→ Task details
Even where a line looks wrong, copy it exactly and include every entry.

→ Exercise input
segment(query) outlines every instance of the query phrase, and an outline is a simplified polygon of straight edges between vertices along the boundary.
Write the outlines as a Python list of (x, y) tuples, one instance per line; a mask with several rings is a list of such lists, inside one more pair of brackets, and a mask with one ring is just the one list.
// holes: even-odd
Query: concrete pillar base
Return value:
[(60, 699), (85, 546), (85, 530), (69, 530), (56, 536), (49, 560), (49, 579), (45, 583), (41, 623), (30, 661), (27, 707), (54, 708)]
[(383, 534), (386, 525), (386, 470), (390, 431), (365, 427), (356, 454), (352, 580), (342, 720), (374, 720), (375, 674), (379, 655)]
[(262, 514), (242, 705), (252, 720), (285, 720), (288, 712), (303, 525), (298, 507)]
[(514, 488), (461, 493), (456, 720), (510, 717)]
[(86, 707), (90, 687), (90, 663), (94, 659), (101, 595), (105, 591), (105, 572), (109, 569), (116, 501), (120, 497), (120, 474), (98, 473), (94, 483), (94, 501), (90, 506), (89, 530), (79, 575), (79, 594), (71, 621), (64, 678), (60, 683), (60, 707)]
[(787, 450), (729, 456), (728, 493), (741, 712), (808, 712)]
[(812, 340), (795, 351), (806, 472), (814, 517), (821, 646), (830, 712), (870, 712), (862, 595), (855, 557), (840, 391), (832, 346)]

→ Completed task
segment(query) outlines every instance of the query phrase, and an outline is a simplified polygon of straight edges between vertices along the boundary.
Write the outlines as a Python list of (x, y) tuples, one instance per line; a mask with several rings is a list of such lists, inside one more pair of brackets, and a mask with one ring is just the one list.
// holes: even-odd
Query: concrete pillar base
Return value:
[(60, 699), (85, 546), (85, 530), (69, 530), (56, 536), (49, 560), (49, 579), (45, 583), (41, 623), (30, 661), (27, 707), (54, 708)]
[(383, 534), (386, 525), (386, 470), (390, 431), (365, 427), (356, 454), (352, 580), (342, 720), (374, 720), (375, 674), (379, 655)]
[(262, 514), (242, 705), (252, 720), (285, 720), (288, 712), (303, 525), (298, 507)]
[(514, 488), (461, 493), (456, 720), (510, 717)]
[(86, 707), (90, 687), (90, 663), (94, 659), (101, 595), (105, 591), (105, 572), (109, 569), (116, 501), (120, 497), (120, 474), (98, 473), (94, 483), (94, 501), (90, 506), (89, 530), (79, 575), (79, 594), (71, 621), (64, 678), (60, 683), (60, 707)]
[(787, 450), (729, 456), (728, 493), (741, 712), (808, 712)]
[(812, 340), (795, 351), (806, 472), (814, 517), (821, 646), (830, 712), (870, 712), (862, 595), (855, 557), (840, 391), (832, 346)]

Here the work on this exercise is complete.